● **Exercise goal**
Switch each "detector" in the material below to "locator", keeping all other text the same.

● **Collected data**
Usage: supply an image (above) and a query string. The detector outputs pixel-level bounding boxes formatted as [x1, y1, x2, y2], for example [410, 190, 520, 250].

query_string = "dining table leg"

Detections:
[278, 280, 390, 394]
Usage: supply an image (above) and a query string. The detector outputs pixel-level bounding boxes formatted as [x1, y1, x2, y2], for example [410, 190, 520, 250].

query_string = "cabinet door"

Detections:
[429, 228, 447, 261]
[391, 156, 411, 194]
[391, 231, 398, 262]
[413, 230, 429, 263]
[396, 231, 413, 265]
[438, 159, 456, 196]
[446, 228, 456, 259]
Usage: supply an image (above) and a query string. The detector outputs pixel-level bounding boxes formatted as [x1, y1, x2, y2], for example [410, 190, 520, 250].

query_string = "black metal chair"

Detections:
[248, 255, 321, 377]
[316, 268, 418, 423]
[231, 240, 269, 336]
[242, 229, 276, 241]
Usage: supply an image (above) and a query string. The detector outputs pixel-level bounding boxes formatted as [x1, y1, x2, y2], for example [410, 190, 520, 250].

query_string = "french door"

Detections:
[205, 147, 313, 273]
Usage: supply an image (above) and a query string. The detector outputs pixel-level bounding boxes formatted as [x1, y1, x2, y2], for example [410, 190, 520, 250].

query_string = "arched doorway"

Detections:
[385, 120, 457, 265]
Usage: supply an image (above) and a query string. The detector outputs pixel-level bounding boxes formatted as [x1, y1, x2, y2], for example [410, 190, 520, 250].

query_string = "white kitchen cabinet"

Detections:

● **Output for this task**
Usage: supply an image (above) and a query string. The locator outputs pixel-level bounding boxes formatted as [x1, y1, x2, y2], for example [410, 190, 520, 250].

query_string = "dining table leg"

Detections:
[278, 280, 390, 394]
Usage: supply an image (above) and a query string. The locator outputs pixel-level bounding boxes formatted as [x1, y1, x2, y2], for example [410, 190, 520, 250].

query_string = "cabinet door"

Detections:
[429, 228, 447, 261]
[391, 156, 411, 194]
[391, 231, 398, 262]
[413, 230, 429, 263]
[396, 231, 413, 265]
[438, 159, 456, 196]
[446, 228, 456, 259]
Usage: supply an image (above) and a query string. The locator outputs pixel-level bounding boxes formatted as [x1, y1, x2, y2], for example [410, 190, 520, 250].

query_string = "black metal chair"

Detections:
[248, 255, 321, 377]
[316, 268, 418, 423]
[231, 240, 269, 336]
[242, 229, 276, 241]
Usage: supply an image (above) and a query string. The locator outputs pixel-level bounding boxes formatted as [x1, y1, x2, y2], for example [410, 190, 520, 250].

query_string = "french door"

Detections:
[205, 147, 313, 273]
Usage: supply an image (above) and a query string. The locator outputs pixel-level bounding boxes formatted as [x1, y1, x2, y2], for example [410, 190, 520, 250].

query_string = "arched doorway"

Detections:
[385, 120, 457, 265]
Usage: supply an image (above) and a query string. The locator outputs pixel-level bounding boxes formatted as [x1, y1, x2, y2], for example [410, 190, 520, 250].

query_string = "white kitchen cabinet"

Detections:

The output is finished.